# WORKING DATA start
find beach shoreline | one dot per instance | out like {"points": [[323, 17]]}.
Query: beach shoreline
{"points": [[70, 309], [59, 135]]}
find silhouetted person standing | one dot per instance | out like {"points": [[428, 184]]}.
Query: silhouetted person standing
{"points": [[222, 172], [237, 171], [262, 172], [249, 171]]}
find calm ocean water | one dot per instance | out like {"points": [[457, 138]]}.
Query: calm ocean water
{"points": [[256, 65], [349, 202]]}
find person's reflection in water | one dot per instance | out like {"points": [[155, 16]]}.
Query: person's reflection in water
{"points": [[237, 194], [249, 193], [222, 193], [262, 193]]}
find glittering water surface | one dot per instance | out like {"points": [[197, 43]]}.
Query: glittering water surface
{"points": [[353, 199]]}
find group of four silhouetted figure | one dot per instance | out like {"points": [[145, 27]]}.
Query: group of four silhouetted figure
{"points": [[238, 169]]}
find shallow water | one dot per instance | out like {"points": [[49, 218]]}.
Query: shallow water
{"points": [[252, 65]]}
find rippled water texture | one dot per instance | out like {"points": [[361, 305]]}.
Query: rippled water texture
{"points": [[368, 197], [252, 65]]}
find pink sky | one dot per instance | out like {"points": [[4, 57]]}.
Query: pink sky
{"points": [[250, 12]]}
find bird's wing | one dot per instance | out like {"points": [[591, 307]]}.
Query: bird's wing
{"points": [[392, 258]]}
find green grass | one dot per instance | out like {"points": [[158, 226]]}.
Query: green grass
# WORKING DATA end
# WORKING DATA start
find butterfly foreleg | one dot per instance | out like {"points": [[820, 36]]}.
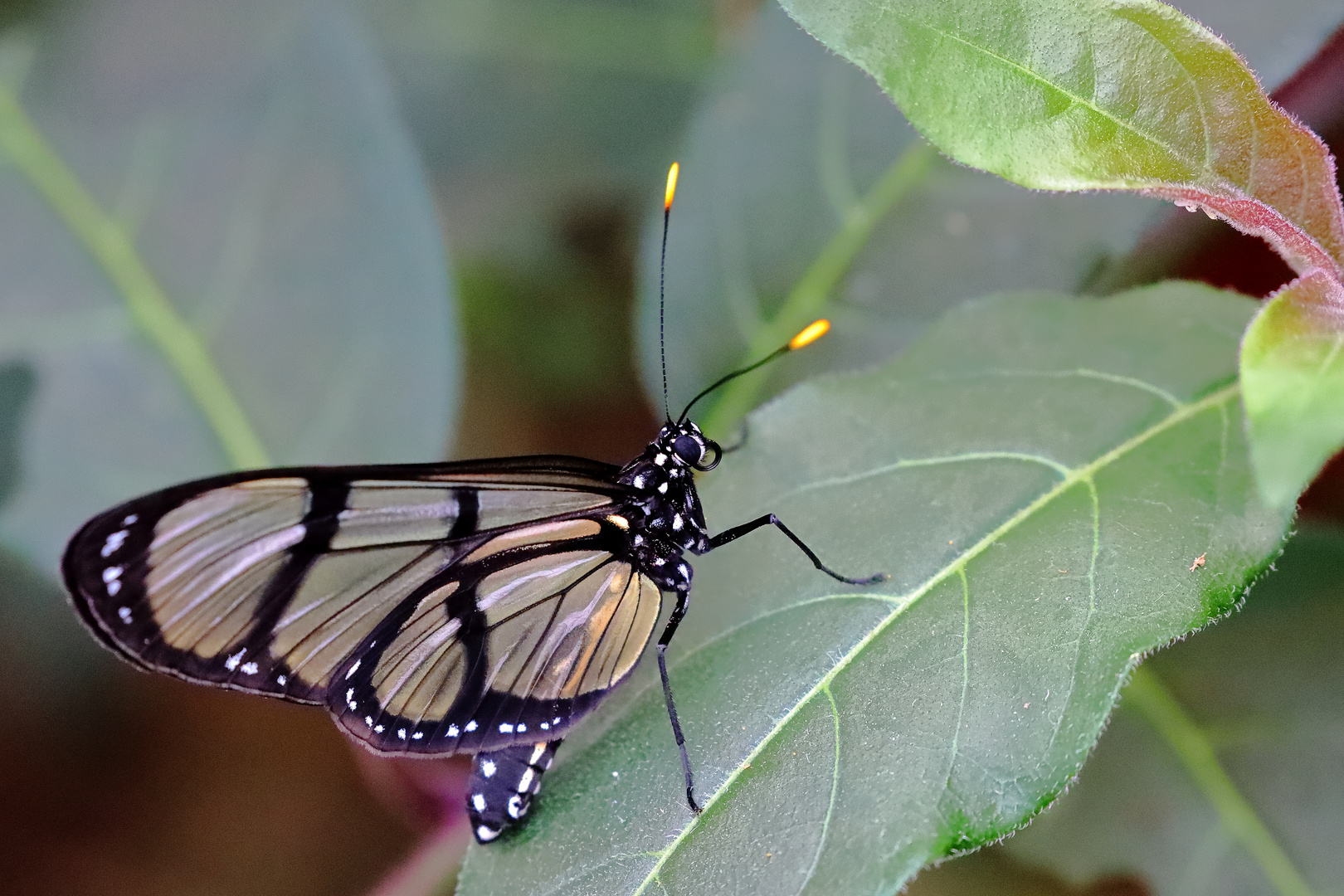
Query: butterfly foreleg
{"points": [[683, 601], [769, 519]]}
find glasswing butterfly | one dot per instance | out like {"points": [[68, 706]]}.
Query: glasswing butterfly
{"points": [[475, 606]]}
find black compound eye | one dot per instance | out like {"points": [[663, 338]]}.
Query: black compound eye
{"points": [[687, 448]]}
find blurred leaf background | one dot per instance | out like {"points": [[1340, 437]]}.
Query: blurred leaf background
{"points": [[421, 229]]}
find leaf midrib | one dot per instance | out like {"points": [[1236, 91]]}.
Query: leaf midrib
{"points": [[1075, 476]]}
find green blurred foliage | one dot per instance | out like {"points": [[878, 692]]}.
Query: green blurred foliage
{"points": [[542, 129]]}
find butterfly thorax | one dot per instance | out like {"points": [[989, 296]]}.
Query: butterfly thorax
# WORKING DATA end
▶ **WRITTEN EXERCISE**
Rewrite the rows starting with the line containing "find green grass" and ending with the line containing "Query: green grass", switching "grass" to "moss" and leaving everything else as it is.

▶ **TASK ANSWER**
find green moss | one dot per instance | out like {"points": [[158, 226]]}.
Query: green moss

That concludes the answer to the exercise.